AIM OF THE TASK: An exact transcript of all the records is required, with nothing left out.

─── DATA RECORDS

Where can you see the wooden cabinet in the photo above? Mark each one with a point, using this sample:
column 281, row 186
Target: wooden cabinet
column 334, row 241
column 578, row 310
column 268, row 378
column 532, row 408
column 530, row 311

──────

TASK OUTPUT:
Where can you see the wooden cabinet in the photo above? Mark each one with a point, using this sample:
column 281, row 186
Target: wooden cabinet
column 334, row 241
column 578, row 310
column 268, row 378
column 532, row 408
column 530, row 311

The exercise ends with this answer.